Vorgegebener Text:
● ● ● ●
08.07.2015

Grunderwerbsteuer beim Erwerb eines erbbaurechtsbelasteten Grundstücks

Kauft ein Erbbauberechtigter oder ein Dritter ein erbbaurechtsbelastetes Grundstück unterliegt lediglich der nach Abzug des Kapitalwerts des Erbbauzinsanspruchs vom Kaufpreis verbleibende Unterschiedsbetrag der Grunderwerbsteuer. Der Kaufpreis ist auch nicht nach der sog. Boruttau'schen Formel aufzuteilen (Rechtsprechungsänderung).

BFH 6.5.2015, II R 8/14
Der Sachverhalt:
Der Kläger und seine Eltern hatten im Dezember 1997 mit einer GmbH einen notariell beurkundeten Vertrag über die Bestellung eines Erbbaurechts an einem Grundstück der GmbH auf die Dauer von 66 Jahren geschlossen. Als jährlicher Erbbauzins wurden 32.500 DM/Jahr (5% des auf 650.000 DM ermittelten Verkehrswertes des Grundstücks) vereinbart.
● ● ● ●
Ausgangsmaterial:
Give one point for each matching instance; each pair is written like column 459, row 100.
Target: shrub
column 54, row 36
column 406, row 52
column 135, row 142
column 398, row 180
● ● ● ●
Aufgaben:
A. Zitiere sämtliche Zeilen aus Block 1 unverändert.
B. Führe den Text zur Grunderwerbsteuer auf ein erbbaurechtsbelastetes Grundstück nach seinem letzten Satz weiter.

Lösungen:
A.
Give one point for each matching instance; each pair is written like column 459, row 100.
Target: shrub
column 54, row 36
column 406, row 52
column 135, row 142
column 398, row 180

B.
Im Dezember 2007 verkaufte die GmbH dem Kläger das Grundstück zu einem Kaufpreis von 235.000 €. Zugleich vereinbarten die Vertragsparteien die Aufhebung des Erbbaurechts an dem Grundstück. Sie bewilligten und beantragten die Eintragung der Erbbaurechtsaufhebung und die Schließung des Erbbaugrundbuchs.

Das Finanzamt setzte gegen den Kläger für den Grundstückskauf ausgehend von dem vereinbarten Kaufpreis von 235.000 € Grunderwerbsteuer i.H.v. 8.225 € fest. Das FG gab der hiergegen gerichteten Klage teilweise statt und setzte die Grunderwerbsteuer auf 4.357 € herab. Es war der Ansicht, das Finanzamt habe zu Unrecht den gesamten Kaufpreis der Besteuerung zugrunde gelegt. Die Revision des Finanzamtes blieb vor dem BFH erfolglos.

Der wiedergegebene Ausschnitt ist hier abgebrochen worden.